[Excerpted data]
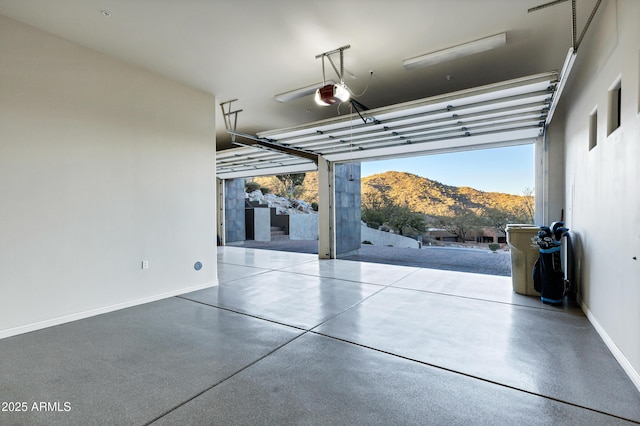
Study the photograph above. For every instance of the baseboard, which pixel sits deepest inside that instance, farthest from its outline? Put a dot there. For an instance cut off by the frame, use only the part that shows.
(98, 311)
(617, 353)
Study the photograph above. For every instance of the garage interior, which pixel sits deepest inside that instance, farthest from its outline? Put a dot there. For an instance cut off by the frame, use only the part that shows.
(117, 305)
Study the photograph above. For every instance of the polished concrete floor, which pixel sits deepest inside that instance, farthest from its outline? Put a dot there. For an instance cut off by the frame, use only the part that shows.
(289, 339)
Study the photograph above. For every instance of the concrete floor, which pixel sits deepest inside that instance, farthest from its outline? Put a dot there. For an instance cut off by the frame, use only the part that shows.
(289, 339)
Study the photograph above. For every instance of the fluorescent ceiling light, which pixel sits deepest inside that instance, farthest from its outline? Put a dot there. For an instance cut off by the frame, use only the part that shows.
(302, 92)
(466, 49)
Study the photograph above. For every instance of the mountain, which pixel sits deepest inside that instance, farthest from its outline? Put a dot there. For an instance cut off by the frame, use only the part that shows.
(416, 192)
(434, 198)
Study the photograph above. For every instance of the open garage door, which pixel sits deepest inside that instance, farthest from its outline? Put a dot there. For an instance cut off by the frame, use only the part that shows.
(502, 114)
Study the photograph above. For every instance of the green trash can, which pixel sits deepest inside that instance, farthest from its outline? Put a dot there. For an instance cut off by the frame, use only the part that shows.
(524, 253)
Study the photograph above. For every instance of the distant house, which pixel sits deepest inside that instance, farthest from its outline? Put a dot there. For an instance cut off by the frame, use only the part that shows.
(485, 235)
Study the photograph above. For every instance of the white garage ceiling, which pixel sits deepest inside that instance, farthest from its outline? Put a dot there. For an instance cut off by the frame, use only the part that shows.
(252, 50)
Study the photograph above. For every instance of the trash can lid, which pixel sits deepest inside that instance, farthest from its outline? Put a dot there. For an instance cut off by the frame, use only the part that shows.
(521, 226)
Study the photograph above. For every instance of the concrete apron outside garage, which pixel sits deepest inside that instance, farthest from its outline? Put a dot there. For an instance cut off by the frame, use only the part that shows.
(449, 258)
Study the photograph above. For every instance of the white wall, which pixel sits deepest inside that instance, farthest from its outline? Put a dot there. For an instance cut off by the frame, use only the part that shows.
(602, 185)
(102, 165)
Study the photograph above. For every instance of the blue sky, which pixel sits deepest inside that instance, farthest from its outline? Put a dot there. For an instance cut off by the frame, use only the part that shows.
(508, 170)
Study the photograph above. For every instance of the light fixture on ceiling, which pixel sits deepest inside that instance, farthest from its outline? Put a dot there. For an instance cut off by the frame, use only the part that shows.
(301, 93)
(466, 49)
(332, 93)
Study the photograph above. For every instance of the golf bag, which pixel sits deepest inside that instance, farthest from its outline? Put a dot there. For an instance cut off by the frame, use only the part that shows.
(548, 277)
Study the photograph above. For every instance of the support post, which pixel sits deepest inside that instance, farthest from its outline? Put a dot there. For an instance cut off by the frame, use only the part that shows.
(326, 210)
(220, 216)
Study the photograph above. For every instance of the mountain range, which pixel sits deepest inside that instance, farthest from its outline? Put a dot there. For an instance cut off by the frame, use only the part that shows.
(433, 198)
(420, 194)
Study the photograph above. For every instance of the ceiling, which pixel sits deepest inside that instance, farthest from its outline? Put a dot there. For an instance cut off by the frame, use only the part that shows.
(251, 50)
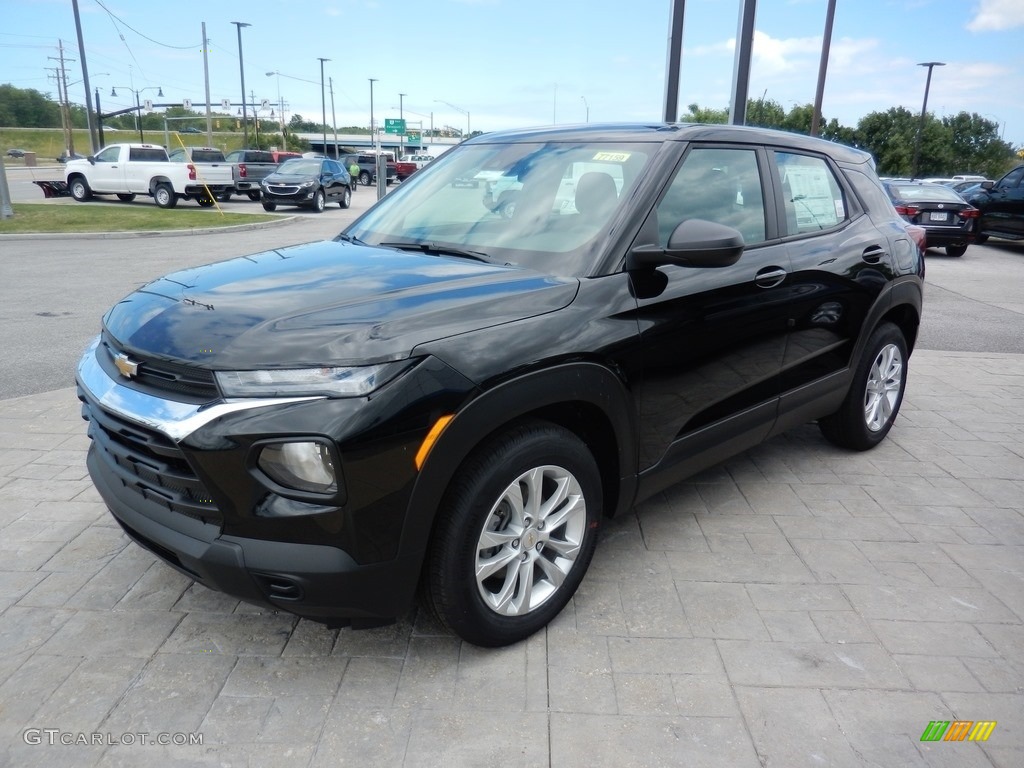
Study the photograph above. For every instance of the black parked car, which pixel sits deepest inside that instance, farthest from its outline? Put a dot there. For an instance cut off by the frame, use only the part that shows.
(1001, 206)
(311, 182)
(448, 395)
(948, 220)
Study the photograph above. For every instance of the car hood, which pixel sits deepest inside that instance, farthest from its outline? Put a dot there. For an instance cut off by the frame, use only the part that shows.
(325, 303)
(290, 178)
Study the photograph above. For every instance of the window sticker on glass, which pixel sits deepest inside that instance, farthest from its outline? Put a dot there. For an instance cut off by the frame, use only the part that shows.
(612, 157)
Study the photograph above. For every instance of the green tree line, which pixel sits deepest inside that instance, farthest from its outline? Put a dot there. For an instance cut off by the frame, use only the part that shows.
(966, 142)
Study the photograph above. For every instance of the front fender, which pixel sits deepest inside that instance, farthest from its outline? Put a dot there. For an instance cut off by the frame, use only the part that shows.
(576, 383)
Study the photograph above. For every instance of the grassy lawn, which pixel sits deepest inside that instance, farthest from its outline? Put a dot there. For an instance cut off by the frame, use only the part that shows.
(100, 217)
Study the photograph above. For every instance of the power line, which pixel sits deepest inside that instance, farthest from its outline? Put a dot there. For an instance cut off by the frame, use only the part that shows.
(156, 42)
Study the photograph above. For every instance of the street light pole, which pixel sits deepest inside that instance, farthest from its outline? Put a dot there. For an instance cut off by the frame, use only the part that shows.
(924, 110)
(401, 116)
(242, 74)
(373, 132)
(324, 103)
(458, 109)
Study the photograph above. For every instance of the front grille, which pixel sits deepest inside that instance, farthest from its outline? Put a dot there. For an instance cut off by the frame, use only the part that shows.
(161, 376)
(148, 464)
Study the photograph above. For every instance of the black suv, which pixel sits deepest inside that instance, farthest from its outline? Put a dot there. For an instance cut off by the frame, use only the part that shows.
(451, 398)
(1001, 206)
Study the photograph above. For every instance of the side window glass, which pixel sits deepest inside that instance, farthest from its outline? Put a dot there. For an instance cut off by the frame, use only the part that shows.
(1013, 178)
(716, 184)
(110, 155)
(811, 195)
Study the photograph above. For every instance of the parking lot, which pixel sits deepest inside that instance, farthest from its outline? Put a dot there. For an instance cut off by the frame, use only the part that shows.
(798, 605)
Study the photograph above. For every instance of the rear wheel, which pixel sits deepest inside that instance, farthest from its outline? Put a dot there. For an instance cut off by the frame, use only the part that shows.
(79, 188)
(516, 534)
(164, 197)
(876, 394)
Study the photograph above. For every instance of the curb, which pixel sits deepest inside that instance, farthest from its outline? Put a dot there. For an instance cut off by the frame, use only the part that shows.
(150, 232)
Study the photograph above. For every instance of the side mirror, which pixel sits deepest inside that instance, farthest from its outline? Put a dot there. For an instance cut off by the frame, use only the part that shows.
(693, 243)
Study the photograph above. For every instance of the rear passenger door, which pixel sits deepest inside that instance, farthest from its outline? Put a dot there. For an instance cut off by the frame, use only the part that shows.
(714, 339)
(840, 264)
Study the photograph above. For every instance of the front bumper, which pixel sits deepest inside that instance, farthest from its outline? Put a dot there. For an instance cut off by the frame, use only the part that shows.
(158, 465)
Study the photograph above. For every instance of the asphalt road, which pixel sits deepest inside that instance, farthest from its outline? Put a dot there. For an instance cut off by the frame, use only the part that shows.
(53, 292)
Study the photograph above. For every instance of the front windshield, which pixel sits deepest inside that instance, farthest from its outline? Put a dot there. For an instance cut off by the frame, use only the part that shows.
(536, 205)
(300, 167)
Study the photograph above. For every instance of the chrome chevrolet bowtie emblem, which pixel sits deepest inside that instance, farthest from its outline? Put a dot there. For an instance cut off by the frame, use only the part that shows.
(125, 365)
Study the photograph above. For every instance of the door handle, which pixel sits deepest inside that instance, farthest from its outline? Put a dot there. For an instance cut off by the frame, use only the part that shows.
(872, 254)
(769, 276)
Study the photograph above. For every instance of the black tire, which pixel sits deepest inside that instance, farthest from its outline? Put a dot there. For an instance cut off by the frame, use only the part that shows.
(484, 520)
(876, 393)
(79, 189)
(164, 197)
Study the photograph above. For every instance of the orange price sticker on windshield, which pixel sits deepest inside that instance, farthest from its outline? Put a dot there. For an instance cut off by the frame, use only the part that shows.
(612, 157)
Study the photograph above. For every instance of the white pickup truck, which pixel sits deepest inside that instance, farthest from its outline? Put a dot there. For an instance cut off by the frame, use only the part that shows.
(127, 170)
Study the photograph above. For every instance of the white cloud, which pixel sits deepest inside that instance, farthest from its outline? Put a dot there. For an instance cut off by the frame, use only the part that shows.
(995, 15)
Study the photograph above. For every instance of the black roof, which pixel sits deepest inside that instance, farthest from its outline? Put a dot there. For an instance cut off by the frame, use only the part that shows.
(658, 132)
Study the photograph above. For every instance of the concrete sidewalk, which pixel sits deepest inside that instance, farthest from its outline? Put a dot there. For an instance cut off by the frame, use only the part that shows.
(798, 605)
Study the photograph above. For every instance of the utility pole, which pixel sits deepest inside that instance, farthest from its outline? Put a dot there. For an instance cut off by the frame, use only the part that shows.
(66, 120)
(94, 139)
(334, 119)
(206, 80)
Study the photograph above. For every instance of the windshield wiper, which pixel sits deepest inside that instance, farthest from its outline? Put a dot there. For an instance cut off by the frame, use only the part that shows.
(437, 249)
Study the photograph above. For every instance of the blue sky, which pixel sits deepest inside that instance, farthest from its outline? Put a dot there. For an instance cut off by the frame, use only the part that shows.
(523, 62)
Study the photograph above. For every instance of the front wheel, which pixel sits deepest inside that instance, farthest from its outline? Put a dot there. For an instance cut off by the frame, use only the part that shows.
(876, 394)
(164, 196)
(516, 534)
(79, 188)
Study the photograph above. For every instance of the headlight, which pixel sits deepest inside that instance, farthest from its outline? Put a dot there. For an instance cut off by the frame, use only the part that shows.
(306, 466)
(331, 382)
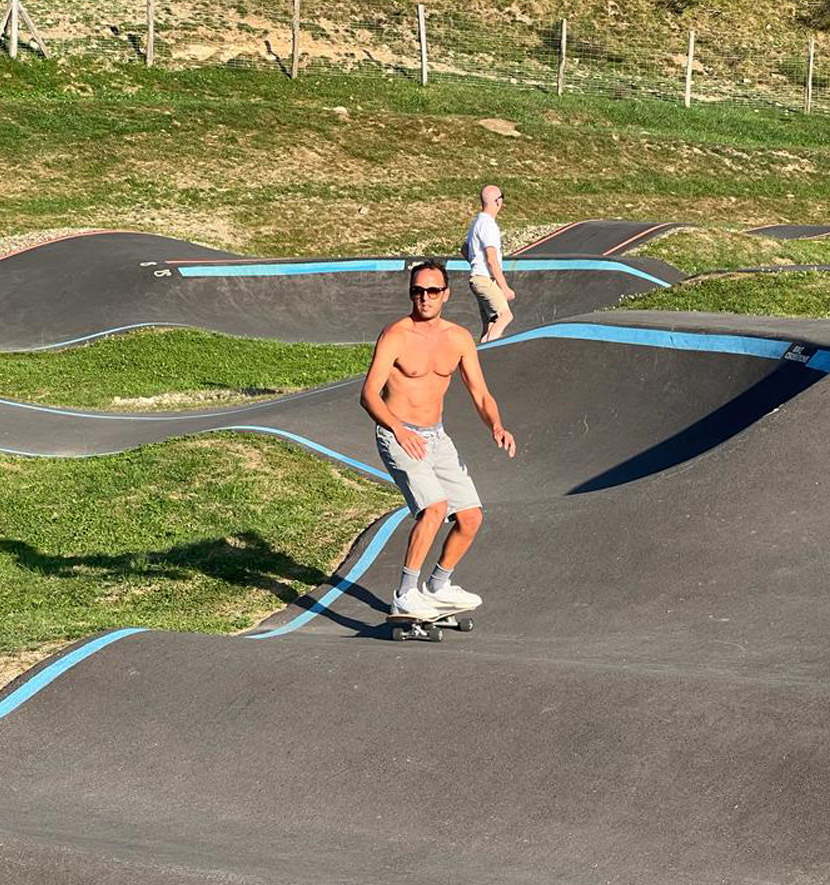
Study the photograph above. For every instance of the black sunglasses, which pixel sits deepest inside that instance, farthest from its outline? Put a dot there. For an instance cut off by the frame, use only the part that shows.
(432, 291)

[Exercise] Give again the lines from the line that contains "the headlight, which" through the last line of the material above, exactly and with both ends included. Omit the pictures.

[Response to this exercise]
Study the photograph above. For every instance of the headlight, which pixel sits deepest inside that instance, farthest from its outline? Put a dot there. For an instance cut off by the frame, use only the part that shows.
(306, 466)
(331, 382)
Study the photograph above. For every instance of the black sunglasses, which pixel sits deepest inside that instance, farthest from its outline? Put a dot there. For an instance cut off by the frame, use only the part that shows.
(432, 291)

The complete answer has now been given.